Brief —
How many lines in the records below contain the string "green"? Reply with the number alone.

(Dataset entries)
───

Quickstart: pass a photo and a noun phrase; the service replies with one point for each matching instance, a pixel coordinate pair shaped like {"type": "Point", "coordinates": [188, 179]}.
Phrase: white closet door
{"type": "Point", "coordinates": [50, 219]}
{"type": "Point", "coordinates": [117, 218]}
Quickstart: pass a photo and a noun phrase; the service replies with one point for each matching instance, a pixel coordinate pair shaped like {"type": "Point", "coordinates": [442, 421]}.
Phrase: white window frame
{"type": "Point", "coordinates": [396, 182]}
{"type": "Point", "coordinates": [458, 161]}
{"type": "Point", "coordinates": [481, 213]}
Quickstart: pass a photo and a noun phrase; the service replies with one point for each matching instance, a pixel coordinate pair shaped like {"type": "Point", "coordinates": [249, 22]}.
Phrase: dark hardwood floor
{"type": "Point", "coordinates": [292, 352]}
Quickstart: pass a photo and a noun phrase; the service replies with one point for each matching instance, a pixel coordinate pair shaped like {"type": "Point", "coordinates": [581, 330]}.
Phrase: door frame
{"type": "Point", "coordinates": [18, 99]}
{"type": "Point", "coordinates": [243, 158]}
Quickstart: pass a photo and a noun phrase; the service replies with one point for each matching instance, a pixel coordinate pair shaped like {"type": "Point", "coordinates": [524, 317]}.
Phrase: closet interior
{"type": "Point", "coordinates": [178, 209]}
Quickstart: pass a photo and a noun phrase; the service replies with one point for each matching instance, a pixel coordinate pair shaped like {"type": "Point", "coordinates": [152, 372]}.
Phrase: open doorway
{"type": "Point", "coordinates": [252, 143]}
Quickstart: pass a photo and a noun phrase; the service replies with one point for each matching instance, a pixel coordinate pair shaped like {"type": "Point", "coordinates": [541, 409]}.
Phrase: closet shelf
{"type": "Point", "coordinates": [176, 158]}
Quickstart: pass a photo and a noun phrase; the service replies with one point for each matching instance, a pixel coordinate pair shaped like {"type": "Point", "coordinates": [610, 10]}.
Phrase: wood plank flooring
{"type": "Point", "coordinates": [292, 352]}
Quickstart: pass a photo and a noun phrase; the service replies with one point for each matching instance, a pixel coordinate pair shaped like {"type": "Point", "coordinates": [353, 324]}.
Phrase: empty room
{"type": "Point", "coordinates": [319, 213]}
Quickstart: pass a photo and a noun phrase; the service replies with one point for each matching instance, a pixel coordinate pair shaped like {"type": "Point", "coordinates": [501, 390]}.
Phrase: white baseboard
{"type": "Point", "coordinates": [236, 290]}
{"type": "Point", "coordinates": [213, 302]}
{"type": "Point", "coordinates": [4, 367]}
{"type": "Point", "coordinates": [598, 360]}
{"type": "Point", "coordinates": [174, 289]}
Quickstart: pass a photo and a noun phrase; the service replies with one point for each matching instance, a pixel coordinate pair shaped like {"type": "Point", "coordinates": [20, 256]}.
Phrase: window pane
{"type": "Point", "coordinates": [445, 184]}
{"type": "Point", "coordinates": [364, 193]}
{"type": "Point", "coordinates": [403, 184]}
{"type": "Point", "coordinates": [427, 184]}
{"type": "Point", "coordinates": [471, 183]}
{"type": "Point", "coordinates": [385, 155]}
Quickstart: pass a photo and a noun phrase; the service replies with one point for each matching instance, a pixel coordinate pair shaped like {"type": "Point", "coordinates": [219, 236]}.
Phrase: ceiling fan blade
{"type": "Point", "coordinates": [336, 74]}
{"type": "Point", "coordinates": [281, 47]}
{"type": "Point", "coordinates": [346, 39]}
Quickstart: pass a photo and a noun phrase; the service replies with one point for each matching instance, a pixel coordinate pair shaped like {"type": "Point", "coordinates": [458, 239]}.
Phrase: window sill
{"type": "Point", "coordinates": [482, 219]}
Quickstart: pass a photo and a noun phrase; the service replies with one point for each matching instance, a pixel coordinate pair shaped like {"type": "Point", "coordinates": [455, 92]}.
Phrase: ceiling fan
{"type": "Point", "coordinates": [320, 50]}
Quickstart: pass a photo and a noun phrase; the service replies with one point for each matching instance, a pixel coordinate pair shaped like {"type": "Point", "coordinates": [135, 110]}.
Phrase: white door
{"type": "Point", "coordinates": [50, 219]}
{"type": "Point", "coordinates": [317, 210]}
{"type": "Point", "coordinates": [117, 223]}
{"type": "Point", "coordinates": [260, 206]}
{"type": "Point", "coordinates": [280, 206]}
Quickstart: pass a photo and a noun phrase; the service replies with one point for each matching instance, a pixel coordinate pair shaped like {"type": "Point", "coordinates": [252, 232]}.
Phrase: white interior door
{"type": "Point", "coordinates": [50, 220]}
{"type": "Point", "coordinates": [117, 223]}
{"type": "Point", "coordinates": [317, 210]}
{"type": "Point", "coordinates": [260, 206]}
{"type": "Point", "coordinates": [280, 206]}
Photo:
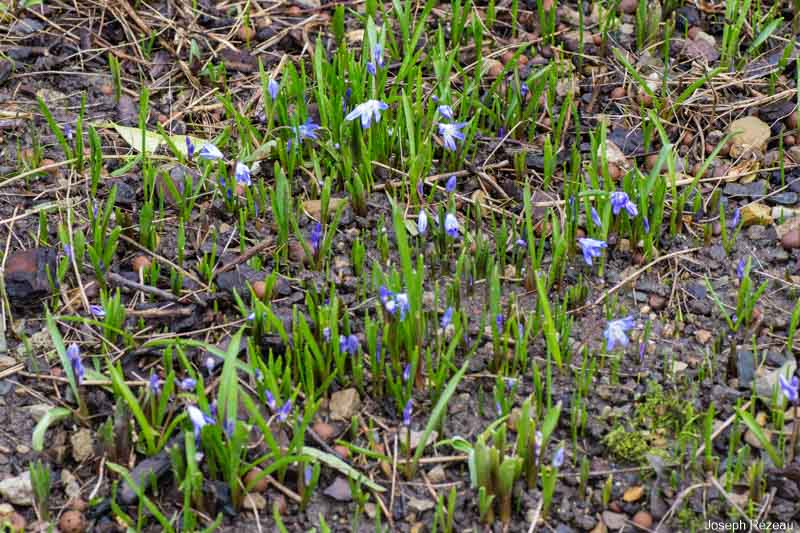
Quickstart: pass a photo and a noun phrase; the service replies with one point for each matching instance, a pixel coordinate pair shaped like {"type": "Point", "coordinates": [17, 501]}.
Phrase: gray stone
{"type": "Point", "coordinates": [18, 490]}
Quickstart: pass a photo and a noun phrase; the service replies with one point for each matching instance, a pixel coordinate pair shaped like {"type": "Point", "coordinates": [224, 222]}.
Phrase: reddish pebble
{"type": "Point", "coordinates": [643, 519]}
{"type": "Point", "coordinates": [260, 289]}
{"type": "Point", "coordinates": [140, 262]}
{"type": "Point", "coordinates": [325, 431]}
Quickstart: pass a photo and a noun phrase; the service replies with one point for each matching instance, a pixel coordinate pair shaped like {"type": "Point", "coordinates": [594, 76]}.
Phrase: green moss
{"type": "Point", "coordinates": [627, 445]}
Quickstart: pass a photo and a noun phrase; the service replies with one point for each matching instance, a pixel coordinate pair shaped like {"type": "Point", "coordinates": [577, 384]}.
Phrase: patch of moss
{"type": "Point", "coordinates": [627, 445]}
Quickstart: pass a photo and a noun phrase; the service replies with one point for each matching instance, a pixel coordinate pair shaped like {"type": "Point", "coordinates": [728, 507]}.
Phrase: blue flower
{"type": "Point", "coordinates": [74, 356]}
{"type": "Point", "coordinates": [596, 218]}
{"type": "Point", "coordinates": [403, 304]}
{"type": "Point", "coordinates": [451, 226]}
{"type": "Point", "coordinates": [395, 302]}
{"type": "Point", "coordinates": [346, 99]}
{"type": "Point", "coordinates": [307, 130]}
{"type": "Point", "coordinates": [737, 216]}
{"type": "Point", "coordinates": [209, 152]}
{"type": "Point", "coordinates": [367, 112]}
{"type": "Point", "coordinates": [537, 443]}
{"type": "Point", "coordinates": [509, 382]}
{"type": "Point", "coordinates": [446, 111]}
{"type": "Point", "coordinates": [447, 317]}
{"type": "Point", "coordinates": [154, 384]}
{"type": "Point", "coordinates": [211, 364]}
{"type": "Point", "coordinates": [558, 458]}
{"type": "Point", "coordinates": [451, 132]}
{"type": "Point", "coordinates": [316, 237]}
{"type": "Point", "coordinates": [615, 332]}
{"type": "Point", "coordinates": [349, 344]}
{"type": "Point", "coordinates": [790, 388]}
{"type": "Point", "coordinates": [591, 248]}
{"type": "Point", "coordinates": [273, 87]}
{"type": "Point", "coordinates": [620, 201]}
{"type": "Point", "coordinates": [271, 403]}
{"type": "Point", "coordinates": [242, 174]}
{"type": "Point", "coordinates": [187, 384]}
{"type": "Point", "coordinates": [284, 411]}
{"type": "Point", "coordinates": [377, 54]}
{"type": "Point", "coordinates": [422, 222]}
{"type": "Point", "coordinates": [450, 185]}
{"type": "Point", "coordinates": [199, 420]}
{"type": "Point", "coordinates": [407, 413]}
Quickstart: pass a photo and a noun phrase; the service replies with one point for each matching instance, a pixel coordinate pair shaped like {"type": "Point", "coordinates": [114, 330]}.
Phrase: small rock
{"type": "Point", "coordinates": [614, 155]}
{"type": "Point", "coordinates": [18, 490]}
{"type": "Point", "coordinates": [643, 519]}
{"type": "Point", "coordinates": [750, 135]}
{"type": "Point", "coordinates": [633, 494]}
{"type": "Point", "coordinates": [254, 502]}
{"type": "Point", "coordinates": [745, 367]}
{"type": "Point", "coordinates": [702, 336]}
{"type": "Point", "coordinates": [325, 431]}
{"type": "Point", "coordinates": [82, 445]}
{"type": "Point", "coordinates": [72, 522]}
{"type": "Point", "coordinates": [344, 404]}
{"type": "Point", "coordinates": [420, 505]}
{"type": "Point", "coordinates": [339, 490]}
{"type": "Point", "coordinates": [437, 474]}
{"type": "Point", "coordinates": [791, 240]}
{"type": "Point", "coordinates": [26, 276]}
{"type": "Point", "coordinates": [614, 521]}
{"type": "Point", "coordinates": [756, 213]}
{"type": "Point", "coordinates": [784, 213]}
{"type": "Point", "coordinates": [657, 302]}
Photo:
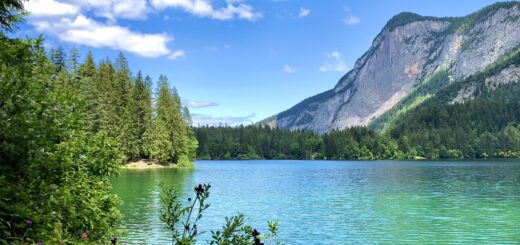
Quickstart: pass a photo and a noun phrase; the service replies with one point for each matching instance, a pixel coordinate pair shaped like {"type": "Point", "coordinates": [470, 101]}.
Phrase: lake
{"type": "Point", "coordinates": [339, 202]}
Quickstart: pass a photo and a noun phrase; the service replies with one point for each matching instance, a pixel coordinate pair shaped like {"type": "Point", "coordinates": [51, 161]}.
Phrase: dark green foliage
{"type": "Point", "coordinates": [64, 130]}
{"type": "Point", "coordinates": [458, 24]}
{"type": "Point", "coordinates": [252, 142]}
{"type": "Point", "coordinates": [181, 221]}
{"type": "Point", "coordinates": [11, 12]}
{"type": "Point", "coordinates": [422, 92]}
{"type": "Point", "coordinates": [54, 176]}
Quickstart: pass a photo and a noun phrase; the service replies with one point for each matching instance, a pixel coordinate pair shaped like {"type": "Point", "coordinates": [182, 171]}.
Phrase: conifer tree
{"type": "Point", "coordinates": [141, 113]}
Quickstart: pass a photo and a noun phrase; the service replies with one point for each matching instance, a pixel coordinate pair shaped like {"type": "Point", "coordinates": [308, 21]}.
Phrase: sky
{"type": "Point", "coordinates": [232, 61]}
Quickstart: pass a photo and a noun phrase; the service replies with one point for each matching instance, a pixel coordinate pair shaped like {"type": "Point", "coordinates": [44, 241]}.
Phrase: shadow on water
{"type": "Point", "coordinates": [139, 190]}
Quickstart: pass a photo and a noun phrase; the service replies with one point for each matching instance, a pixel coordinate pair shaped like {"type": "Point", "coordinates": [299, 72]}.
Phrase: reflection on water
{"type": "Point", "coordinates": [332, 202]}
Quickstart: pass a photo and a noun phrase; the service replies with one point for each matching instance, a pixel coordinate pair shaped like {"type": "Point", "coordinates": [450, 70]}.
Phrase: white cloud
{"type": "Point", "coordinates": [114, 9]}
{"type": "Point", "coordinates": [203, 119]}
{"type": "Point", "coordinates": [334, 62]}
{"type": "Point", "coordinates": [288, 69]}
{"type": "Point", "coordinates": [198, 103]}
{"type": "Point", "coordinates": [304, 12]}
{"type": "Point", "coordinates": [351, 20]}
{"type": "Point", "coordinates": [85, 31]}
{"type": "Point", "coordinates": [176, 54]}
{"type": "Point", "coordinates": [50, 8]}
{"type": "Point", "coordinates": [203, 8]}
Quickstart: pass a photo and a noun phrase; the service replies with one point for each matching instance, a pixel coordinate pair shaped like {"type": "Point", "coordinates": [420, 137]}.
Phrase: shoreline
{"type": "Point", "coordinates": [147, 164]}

───

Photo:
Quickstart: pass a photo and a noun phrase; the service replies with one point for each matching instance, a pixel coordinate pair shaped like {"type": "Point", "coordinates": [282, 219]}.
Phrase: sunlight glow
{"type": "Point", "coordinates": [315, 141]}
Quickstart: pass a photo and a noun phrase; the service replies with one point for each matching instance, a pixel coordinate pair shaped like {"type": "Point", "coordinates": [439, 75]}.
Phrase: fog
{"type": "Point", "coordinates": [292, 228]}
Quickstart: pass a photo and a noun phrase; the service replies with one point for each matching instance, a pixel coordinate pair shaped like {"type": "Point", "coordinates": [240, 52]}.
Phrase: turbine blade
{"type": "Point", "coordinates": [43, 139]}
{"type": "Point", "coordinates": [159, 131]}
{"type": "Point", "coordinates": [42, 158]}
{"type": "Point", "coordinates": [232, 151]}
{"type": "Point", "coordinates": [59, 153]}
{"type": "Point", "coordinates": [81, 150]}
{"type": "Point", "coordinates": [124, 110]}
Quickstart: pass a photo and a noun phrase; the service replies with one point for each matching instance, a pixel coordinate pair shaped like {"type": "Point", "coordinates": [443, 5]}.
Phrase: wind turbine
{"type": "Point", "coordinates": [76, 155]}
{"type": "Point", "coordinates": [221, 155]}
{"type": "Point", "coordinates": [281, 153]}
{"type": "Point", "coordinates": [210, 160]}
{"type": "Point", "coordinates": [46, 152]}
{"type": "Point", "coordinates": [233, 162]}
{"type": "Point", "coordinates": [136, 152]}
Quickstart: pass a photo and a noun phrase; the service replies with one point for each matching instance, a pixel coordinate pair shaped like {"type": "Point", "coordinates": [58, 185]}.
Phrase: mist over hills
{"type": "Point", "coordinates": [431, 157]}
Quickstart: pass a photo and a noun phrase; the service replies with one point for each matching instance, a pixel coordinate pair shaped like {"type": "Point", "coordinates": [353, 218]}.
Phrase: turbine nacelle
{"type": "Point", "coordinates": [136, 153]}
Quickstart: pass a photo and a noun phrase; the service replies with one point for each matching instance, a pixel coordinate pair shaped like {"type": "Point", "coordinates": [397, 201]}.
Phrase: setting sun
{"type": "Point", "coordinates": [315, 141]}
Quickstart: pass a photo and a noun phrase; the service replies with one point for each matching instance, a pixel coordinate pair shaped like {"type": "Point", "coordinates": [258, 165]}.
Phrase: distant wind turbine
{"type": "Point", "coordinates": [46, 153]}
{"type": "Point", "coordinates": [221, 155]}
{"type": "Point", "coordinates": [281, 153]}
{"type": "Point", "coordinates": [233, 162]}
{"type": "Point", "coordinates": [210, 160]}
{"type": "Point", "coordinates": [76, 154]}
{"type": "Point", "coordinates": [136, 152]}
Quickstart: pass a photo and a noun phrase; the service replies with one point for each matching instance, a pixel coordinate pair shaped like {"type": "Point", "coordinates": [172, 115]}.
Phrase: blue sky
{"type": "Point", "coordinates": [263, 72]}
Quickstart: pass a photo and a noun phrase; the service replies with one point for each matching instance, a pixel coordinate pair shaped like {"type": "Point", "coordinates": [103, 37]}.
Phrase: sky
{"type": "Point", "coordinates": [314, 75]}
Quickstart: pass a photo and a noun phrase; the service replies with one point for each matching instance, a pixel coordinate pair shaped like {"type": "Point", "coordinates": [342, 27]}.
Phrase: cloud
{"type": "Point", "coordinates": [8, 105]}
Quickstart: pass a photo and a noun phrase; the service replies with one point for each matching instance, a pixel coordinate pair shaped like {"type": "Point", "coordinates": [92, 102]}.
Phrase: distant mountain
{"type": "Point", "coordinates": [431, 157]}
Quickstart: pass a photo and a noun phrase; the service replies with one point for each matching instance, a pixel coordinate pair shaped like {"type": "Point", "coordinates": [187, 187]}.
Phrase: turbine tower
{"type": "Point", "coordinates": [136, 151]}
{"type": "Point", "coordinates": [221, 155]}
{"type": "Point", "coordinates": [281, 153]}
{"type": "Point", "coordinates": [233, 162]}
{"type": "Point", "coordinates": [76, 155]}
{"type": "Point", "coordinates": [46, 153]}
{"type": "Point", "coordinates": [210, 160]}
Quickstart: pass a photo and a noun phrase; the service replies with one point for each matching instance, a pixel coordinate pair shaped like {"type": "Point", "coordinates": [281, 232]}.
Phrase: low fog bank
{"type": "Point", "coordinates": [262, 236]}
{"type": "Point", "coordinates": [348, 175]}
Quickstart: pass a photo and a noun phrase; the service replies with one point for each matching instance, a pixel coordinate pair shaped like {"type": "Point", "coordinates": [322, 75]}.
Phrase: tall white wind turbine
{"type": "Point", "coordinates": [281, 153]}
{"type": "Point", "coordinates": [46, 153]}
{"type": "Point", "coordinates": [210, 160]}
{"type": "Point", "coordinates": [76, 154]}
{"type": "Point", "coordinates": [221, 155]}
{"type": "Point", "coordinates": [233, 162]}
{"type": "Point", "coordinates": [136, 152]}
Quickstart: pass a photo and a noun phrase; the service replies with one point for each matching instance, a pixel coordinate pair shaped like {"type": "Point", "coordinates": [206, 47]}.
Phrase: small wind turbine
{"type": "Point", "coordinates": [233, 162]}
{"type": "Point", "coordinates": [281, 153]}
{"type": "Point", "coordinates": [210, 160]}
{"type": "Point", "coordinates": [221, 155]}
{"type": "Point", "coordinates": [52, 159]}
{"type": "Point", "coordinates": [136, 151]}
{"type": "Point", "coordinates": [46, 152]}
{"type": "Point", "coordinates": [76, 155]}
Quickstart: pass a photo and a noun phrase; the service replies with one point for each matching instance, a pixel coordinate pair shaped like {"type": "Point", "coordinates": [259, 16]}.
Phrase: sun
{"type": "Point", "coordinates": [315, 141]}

───

Solved exercise —
2